## [Given passage]
#####

Messages, Ports, Guardians and Processes

James L. Peterson

DSG Note 25 MIT Laboratory for Computer Sciences
545 Technology Square
Cambridge, MA 02139

1 November 1978

Guardians have been defined as a local collection of processes and data. Hence we could expect a guardian definition to be similar to the following:

	guardian <heading>;
	<local data and data abstractions>;
		<process 1>;
		<process 2>;
		    ...
		<process 3>;
	end guardian;

From this definition, it is obvious that the active components of a guardian are its processes. Hence it is the processes which send and receive messages, and not the guardian. Therefore, we concentrate on messages, ports and processes in the remainder of this note.

Ports and Messages

The message system allows a process to send a message and another process to receive it. There are several ways that this is possible. One way is to send the message directly from one process (A) to the other process (B). In this case process A would execute a statement like:

	send to B message M;

Process B would include:

	declare X: process_name;
	...
	receive message M from X
	if X=A then ...

The major problem here is that the process A must send a message directly to another process requiring knowledge of B's name; it is also difficult to provide multiple channels of communication between processes.

In this scheme a message is sent to a passive message queueing station (the port), and stored in this system space until it is received by a process. Notice that by associating exactly one port with each process, the previous system of direct messages results. A direct message is sent to a specific process by sending to the (unique) port associated with that process. The more general port mechanism decouples the message queueing station (the port) from the process, introducing a new system concept and the overhead of creating and maintaining ports in exchange for the additional convenience in the structuring of applications. There is no added power in this approach since dummy processes can be created to simulate ports in the direct message system.

Ports introduce an extra level of indirection to the message system. A sending process no longer needs to know what process (or processes) may work on a message, only the name of the port to which the message should be sent.

	send message M to port P;

The receiver now has additional flexibility since it can receive messages from multiple ports.

	receive message M1 from port Q;
	...
	receive  message M2 from port P;

Similarly two (or more) processes may attempt to receive from the same port, allowing the existence of multiple consumers or servers for messages.

The port construct is a data structure of two lists: a list of messages which have been sent, but not yet received, and a list of processes which are attempting to receive messages (if there are no messages to be delivered). (Note that at least one of these lists is empty at any given time.) Five basic operations on the port construct are possible:

port$create: create a port with empty lists and return its name (see the discussion of port and message typing below).

#####

## [Supplied data]
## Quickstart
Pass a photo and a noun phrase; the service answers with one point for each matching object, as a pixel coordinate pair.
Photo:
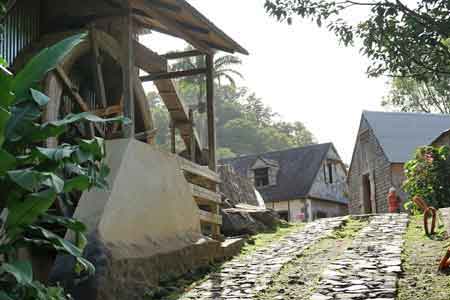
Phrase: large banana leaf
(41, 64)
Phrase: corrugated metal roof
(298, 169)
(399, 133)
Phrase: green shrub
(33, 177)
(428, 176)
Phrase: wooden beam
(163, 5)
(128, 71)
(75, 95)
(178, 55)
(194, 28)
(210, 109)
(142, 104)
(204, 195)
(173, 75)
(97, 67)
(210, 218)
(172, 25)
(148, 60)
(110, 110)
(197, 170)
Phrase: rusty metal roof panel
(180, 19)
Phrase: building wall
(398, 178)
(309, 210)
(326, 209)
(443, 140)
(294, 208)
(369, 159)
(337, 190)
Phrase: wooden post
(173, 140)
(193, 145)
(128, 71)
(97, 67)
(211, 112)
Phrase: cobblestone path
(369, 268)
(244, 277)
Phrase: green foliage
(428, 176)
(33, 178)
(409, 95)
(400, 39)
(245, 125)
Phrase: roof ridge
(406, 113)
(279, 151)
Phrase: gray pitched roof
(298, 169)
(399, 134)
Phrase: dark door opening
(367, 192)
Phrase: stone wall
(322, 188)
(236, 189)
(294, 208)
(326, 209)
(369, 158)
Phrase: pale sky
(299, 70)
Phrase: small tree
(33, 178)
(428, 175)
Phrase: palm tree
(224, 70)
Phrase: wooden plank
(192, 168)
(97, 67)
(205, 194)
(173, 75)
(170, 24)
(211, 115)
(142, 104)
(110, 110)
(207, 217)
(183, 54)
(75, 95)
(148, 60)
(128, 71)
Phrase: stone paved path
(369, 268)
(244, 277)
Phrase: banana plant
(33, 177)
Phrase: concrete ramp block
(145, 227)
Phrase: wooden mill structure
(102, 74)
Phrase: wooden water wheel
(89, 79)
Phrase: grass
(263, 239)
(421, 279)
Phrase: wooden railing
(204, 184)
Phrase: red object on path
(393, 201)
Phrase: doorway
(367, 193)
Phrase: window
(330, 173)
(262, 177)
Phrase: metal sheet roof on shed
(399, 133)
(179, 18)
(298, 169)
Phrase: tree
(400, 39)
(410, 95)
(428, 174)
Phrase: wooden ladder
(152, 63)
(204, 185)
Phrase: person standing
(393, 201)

#####

## [Instructions]
**1)** Copy, word for word, the part of the note on messages and ports that begins with the words "Ports introduce an" and stops after the words "from multiple ports.".
**2)** Carry on the note on messages, ports and processes, picking up after its final sentence.

## [Responses to the exercise]
**1)**
Ports introduce an extra level of indirection to the message system. A sending process no longer needs to know what process (or processes) may work on a message, only the name of the port to which the message should be sent.

	send message M to port P;

The receiver now has additional flexibility since it can receive messages from multiple ports.

**2)**
port$send: if there is a process waiting for a message, copy the message to the waiting process, remove it from the list, and restart it; if no process is waiting, add this new message to the list of messages.
port$receive: if there is a message waiting, copy it, remove it from the list and continue; otherwise add this process to the list of waiting processes and wait.
port$empty: return true if no messages are waiting in the port, false if messages are waiting.
port$delete: delete the named port; all further references to this port will raise an exception: "nonexistent port".

The port$empty operation is included for completeness, but we suggest that it neither be implemented nor used, since it can lead to race conditions and busy waiting.

Messages are objects. As such, they have a type. Similarly, a port has an associated type. The type of a message in a send or receive must be included in the type of the port. This is in line with the strong-type nature of CLU and other modern languages. This leads to a need to declare the type of the port; this type is a parameter to the port$create operation.

	p:  port[string];
	q:  port[int];

	...

	p := port[string]$create();
	q := port[int]$create();

	...

	send "X01 TIME" to p;
	send 10 to q;

The use of the one-of construct allows multiple (discriminated) types of messages to be sent through a port.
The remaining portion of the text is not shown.